**WHAT THE TASK ASKS**
Output an exact reproduction of the data.
━━━━━━━━━━━━━━━━━━━━━━━━━━━━━━
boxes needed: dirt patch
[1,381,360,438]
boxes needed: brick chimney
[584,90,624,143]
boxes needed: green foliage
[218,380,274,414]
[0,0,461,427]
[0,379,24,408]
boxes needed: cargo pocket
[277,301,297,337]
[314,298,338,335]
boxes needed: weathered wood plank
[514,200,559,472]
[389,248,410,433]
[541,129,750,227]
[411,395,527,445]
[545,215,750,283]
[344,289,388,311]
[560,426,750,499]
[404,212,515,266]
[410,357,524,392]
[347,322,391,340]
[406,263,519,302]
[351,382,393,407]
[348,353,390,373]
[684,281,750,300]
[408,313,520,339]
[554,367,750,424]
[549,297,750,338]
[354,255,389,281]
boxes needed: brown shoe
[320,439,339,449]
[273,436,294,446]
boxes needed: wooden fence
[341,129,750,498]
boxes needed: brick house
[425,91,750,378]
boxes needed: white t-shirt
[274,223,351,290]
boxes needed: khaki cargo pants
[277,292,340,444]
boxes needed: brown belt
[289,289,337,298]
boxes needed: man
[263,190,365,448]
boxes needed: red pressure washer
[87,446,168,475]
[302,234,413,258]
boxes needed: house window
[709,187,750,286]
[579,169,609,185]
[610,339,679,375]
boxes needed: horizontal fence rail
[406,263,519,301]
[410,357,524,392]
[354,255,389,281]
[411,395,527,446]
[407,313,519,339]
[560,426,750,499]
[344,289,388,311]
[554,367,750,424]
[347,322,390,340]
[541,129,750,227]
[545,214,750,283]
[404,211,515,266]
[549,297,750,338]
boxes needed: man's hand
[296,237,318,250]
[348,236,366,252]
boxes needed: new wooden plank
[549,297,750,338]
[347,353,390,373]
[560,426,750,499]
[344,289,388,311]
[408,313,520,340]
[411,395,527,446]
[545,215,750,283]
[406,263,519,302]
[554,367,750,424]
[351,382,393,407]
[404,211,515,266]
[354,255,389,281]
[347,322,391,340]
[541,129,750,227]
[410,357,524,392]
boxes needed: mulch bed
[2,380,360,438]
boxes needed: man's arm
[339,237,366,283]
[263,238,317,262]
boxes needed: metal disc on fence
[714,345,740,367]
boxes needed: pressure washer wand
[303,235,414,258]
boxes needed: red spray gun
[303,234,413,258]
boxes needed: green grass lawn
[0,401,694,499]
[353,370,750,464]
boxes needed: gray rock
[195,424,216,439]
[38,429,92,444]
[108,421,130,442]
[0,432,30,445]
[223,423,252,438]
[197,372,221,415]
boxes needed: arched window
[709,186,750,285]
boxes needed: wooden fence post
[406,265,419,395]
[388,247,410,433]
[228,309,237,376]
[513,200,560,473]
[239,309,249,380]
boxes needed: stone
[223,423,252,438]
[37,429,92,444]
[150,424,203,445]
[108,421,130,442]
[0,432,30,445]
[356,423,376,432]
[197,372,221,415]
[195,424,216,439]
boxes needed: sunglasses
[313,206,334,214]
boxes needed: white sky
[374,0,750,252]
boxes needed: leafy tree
━━━━━━━━━━━━━━━━━━━━━━━━━━━━━━
**REPLY TO THE EXERCISE**
boxes needed: dirt patch
[1,381,360,438]
boxes needed: brick chimney
[584,90,624,143]
boxes needed: green foliage
[218,380,274,414]
[0,0,461,427]
[0,379,24,408]
boxes needed: cargo pocket
[277,301,297,337]
[314,298,338,335]
boxes needed: weathered wood plank
[514,200,559,472]
[389,248,410,433]
[541,129,750,227]
[411,395,527,445]
[545,215,750,283]
[344,289,388,311]
[560,426,750,499]
[404,212,515,266]
[410,357,524,392]
[347,322,391,340]
[406,263,519,302]
[351,382,393,407]
[348,353,390,373]
[684,281,750,300]
[408,313,520,339]
[554,367,750,424]
[549,297,750,338]
[354,255,389,281]
boxes needed: brown shoe
[320,439,339,449]
[273,436,294,446]
boxes needed: wooden fence
[341,129,750,498]
boxes needed: brick house
[425,91,750,378]
boxes needed: white t-shirt
[274,223,351,290]
boxes needed: khaki cargo pants
[277,292,340,444]
boxes needed: brown belt
[289,289,337,298]
boxes needed: man
[263,190,365,448]
boxes needed: red pressure washer
[87,446,168,475]
[302,234,413,258]
boxes needed: house window
[709,187,750,286]
[579,169,609,185]
[610,339,679,375]
boxes needed: horizontal fence rail
[406,263,519,301]
[410,357,524,392]
[354,255,389,281]
[411,395,527,446]
[407,313,519,339]
[560,426,750,499]
[344,289,388,311]
[554,367,750,424]
[347,322,390,340]
[541,129,750,227]
[545,214,750,283]
[404,211,515,266]
[549,297,750,338]
boxes needed: man's hand
[296,237,318,250]
[348,236,366,252]
boxes needed: new wooden plank
[549,297,750,338]
[347,353,390,373]
[560,426,750,499]
[344,289,388,311]
[408,313,520,340]
[411,395,527,446]
[545,215,750,283]
[406,263,519,302]
[554,367,750,424]
[351,382,393,407]
[404,211,515,266]
[354,255,389,281]
[347,322,391,340]
[541,129,750,227]
[410,357,524,392]
boxes needed: mulch bed
[2,380,360,438]
boxes needed: man's arm
[339,237,366,283]
[263,238,317,262]
boxes needed: metal disc on fence
[714,345,740,367]
boxes needed: pressure washer wand
[303,235,414,258]
boxes needed: red spray gun
[303,234,413,258]
boxes needed: green grass lawn
[0,401,694,499]
[353,370,750,464]
boxes needed: gray rock
[195,424,216,439]
[38,429,92,444]
[108,421,130,442]
[0,432,30,445]
[223,423,252,438]
[197,372,221,415]
boxes needed: arched window
[709,186,750,285]
boxes needed: wooden fence post
[406,265,419,395]
[388,247,410,433]
[228,309,237,376]
[513,200,560,473]
[239,309,249,380]
boxes needed: stone
[223,423,252,438]
[37,429,92,444]
[150,424,203,445]
[108,421,130,442]
[0,432,30,445]
[356,423,376,432]
[197,372,221,415]
[195,424,216,439]
boxes needed: sunglasses
[313,206,334,214]
boxes needed: white sky
[374,0,750,252]
boxes needed: leafy tree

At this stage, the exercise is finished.